From the listing below, copy every line that contains the word "negative".
::: PROVIDED RECORDS :::
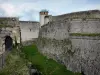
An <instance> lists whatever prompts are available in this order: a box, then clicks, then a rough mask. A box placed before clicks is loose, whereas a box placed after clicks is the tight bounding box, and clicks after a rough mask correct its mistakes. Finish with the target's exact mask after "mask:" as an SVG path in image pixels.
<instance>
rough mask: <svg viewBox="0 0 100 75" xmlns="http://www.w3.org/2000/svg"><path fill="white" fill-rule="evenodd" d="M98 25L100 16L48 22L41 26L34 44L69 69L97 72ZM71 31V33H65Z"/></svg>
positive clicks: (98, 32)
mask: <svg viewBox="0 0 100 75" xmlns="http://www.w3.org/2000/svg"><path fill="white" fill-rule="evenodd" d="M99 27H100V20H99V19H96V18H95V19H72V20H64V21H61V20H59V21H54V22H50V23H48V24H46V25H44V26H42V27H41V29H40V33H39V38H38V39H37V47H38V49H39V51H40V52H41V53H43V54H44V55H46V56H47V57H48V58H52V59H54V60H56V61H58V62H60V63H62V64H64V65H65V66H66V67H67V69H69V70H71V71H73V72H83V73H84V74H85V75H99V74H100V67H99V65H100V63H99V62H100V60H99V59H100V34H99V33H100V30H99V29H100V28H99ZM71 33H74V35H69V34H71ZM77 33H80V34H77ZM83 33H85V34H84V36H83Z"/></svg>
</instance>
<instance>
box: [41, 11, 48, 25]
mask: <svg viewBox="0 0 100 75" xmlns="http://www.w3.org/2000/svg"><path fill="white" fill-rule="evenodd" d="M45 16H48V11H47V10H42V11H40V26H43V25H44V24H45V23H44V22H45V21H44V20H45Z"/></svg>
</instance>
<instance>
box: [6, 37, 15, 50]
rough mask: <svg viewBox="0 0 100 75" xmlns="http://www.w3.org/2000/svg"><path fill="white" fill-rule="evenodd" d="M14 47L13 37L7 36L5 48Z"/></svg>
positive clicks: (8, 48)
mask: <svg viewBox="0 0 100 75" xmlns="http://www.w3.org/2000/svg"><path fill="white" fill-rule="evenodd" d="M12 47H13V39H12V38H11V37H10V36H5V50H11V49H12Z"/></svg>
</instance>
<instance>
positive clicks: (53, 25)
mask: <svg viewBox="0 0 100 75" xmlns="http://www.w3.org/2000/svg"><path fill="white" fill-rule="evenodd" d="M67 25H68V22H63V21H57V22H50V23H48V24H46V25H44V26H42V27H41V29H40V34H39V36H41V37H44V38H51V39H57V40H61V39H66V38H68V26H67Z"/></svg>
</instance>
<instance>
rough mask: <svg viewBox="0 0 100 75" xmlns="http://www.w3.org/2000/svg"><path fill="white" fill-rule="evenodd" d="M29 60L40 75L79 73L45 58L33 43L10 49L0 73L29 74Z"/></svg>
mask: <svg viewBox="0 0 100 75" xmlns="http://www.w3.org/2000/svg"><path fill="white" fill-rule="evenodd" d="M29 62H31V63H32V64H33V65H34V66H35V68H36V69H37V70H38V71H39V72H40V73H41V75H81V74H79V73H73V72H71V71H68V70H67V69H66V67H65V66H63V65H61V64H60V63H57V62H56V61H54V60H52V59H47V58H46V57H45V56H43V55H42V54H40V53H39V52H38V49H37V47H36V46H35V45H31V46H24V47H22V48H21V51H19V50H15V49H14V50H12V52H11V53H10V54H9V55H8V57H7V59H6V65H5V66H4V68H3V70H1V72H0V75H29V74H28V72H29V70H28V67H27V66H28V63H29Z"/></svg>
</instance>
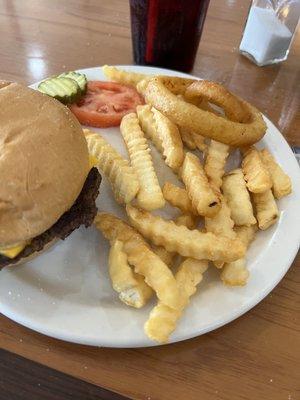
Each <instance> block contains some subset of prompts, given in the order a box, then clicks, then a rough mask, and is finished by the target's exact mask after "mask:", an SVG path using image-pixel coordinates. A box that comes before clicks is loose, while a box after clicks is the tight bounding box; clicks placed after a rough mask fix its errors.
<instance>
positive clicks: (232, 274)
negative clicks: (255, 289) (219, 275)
:::
::: PROVIDED RECORDS :::
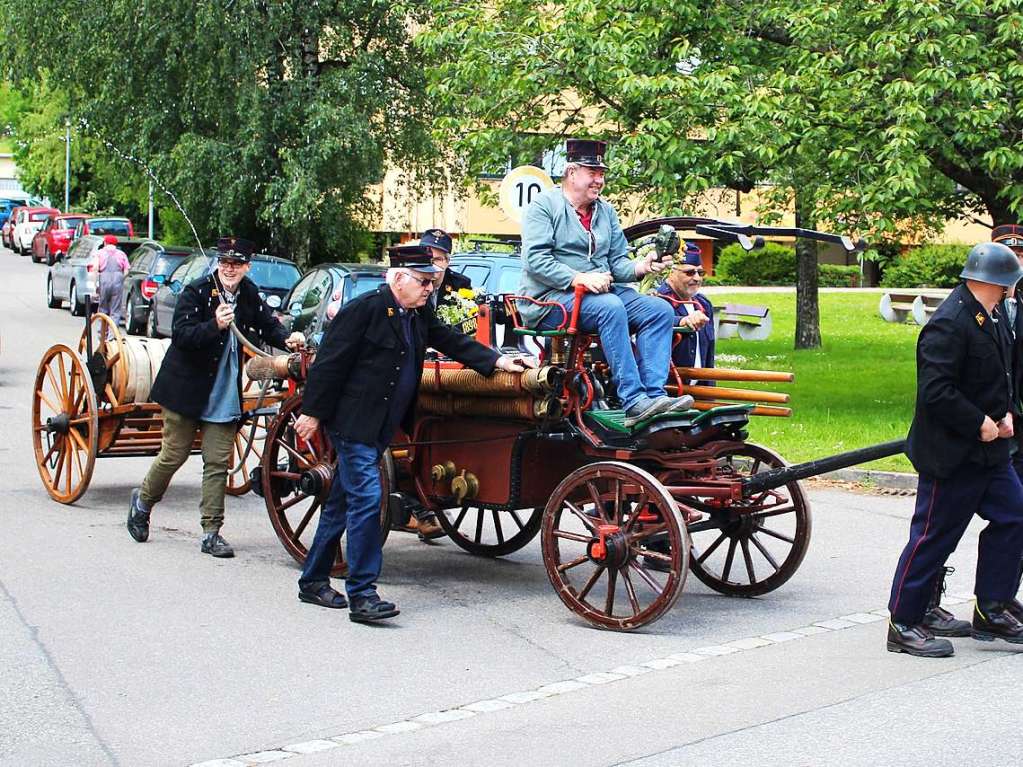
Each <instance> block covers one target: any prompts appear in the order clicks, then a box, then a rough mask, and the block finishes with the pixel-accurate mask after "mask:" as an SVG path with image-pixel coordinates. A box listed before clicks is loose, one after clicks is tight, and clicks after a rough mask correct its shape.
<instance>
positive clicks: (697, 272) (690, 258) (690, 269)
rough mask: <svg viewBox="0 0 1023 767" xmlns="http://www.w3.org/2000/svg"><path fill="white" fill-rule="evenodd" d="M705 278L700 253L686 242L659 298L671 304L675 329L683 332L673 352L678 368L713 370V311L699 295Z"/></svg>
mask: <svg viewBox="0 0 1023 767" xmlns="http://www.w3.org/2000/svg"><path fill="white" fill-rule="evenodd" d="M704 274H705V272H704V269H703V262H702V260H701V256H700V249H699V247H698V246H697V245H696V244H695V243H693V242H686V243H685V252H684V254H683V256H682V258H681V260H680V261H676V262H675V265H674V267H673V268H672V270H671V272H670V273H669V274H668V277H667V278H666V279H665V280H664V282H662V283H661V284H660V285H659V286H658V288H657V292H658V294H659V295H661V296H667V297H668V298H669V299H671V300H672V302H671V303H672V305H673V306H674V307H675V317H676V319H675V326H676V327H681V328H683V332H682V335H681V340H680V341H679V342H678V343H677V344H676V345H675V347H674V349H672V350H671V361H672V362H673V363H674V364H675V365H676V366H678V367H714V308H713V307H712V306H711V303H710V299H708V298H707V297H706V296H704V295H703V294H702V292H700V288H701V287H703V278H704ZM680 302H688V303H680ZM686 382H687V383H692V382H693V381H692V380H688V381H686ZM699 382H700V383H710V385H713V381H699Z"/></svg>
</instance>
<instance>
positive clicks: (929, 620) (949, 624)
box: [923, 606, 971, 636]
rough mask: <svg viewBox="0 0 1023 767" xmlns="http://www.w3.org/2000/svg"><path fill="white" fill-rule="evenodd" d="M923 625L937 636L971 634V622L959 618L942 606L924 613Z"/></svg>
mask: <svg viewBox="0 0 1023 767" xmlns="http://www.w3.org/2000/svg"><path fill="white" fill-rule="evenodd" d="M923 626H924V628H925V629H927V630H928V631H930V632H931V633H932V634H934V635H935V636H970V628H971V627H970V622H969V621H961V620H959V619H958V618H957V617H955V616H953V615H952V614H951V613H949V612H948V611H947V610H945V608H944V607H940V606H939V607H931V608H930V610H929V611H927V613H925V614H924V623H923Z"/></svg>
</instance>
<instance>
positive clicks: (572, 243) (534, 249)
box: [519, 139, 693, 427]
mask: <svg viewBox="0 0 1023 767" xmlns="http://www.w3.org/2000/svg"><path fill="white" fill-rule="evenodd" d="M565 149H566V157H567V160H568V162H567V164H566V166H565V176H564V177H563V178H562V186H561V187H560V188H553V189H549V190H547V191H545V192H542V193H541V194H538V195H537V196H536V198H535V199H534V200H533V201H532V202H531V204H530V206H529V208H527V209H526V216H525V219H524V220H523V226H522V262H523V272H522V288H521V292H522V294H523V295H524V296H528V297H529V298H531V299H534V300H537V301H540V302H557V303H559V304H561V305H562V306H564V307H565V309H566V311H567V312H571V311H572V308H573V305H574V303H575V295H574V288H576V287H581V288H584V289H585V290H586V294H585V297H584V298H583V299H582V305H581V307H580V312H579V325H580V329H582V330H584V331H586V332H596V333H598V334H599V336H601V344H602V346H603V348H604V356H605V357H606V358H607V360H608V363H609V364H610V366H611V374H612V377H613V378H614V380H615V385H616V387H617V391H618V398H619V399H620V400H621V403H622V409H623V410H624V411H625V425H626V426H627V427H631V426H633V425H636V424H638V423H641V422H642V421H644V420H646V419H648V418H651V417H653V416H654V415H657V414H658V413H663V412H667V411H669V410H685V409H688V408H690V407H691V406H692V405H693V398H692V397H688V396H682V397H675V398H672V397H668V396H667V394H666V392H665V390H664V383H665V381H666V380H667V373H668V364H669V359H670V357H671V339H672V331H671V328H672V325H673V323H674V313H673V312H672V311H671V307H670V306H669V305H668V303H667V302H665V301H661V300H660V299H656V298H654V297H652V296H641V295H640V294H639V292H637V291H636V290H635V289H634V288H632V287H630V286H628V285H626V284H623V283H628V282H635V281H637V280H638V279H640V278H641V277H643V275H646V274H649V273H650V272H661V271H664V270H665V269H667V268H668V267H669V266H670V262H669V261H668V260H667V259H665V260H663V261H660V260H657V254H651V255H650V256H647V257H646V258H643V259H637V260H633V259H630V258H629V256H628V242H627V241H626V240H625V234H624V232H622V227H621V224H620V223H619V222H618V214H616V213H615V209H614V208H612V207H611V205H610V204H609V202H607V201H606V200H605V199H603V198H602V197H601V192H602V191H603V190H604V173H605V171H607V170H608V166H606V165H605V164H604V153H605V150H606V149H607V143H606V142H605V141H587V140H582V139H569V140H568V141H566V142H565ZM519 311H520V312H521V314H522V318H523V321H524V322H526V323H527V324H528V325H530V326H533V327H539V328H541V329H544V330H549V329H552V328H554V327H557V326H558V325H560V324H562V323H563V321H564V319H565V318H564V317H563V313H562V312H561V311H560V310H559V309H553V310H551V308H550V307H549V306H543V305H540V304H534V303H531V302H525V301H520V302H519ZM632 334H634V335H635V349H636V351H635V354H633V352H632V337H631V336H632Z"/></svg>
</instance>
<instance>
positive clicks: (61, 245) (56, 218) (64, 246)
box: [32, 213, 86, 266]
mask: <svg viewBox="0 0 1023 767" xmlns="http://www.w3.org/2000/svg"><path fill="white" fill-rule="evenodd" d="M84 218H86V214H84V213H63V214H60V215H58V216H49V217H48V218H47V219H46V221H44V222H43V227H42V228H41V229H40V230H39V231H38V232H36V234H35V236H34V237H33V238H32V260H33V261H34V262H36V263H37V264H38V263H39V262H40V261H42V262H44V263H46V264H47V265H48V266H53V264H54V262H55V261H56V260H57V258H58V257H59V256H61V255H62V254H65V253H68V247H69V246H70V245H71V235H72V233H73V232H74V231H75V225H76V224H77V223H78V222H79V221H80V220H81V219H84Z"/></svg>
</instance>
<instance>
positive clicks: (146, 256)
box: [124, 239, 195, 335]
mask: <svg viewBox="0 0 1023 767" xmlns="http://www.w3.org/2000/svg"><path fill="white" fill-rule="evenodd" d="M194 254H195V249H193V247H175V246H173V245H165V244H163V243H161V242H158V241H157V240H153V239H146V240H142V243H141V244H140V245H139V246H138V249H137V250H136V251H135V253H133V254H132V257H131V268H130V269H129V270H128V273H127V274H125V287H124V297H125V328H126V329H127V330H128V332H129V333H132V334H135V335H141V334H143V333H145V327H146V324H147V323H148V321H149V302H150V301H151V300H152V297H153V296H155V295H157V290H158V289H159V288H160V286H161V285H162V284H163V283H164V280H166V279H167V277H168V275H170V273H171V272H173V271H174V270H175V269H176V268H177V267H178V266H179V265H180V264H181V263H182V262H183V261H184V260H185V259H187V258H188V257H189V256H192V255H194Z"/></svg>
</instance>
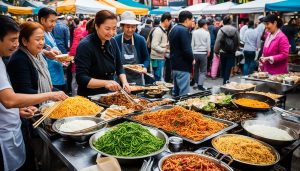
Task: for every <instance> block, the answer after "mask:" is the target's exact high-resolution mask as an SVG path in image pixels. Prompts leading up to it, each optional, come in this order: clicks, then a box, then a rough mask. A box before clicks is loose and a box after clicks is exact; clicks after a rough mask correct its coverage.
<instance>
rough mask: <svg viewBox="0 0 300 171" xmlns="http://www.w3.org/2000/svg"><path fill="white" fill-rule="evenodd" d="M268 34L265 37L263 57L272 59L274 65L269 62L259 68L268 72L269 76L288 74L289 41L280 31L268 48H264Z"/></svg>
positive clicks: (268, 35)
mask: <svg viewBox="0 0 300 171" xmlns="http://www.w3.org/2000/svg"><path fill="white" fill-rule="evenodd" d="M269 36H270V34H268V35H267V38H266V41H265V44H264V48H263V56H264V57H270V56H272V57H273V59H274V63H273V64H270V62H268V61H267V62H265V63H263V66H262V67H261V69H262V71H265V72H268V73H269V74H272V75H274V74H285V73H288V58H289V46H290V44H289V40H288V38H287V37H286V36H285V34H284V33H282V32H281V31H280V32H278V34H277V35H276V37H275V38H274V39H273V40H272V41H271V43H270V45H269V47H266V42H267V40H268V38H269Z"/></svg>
:::
::: PROVIDED RECORDS :::
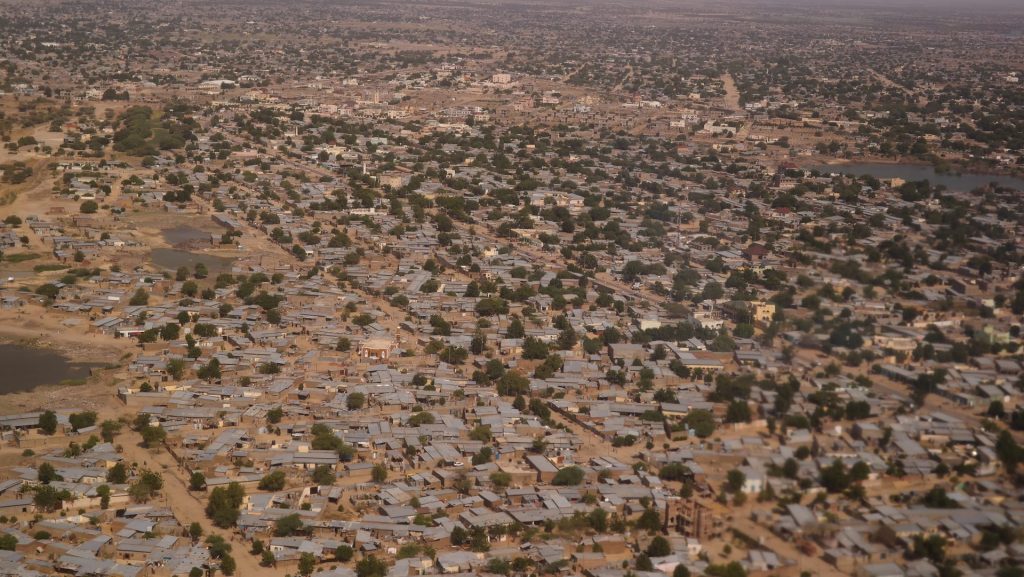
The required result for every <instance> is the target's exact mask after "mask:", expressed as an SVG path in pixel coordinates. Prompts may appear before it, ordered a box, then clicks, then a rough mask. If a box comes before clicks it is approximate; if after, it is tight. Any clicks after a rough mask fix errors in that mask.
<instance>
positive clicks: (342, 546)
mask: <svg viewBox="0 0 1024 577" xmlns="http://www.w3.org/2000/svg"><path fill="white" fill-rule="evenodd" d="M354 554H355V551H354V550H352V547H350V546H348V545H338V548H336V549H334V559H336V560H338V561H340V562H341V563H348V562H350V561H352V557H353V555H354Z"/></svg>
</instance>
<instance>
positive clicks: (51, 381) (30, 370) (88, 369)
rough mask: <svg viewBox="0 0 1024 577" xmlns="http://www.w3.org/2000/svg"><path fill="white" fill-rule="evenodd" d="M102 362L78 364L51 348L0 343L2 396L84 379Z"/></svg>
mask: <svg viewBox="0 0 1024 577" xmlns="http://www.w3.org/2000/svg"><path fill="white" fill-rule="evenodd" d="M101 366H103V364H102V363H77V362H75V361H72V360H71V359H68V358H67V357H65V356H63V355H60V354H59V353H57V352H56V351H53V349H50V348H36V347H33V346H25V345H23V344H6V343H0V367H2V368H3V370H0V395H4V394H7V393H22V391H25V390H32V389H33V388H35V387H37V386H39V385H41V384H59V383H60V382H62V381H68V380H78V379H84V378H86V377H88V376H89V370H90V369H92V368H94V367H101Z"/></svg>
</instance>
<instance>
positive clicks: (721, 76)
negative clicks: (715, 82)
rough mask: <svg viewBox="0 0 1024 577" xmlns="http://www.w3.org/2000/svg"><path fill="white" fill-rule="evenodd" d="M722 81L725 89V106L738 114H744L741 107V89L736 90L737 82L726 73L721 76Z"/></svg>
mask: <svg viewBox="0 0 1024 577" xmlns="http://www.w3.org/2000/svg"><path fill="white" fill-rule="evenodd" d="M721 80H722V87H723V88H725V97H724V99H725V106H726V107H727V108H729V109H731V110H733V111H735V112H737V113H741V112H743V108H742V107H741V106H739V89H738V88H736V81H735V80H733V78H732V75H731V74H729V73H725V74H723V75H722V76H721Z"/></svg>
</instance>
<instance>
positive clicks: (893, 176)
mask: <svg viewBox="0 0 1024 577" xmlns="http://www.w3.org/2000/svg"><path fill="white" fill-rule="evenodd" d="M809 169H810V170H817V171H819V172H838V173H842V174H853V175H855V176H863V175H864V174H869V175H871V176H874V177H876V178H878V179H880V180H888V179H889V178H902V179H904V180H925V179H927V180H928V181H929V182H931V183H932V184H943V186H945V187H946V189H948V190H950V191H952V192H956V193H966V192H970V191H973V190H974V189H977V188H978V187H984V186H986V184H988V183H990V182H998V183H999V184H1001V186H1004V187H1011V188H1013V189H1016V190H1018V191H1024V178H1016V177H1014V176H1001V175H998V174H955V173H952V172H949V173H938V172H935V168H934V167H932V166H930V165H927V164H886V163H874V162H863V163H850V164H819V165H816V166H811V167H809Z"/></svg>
:::
TASK ANSWER:
negative clicks: (255, 289) (219, 275)
negative clicks: (715, 82)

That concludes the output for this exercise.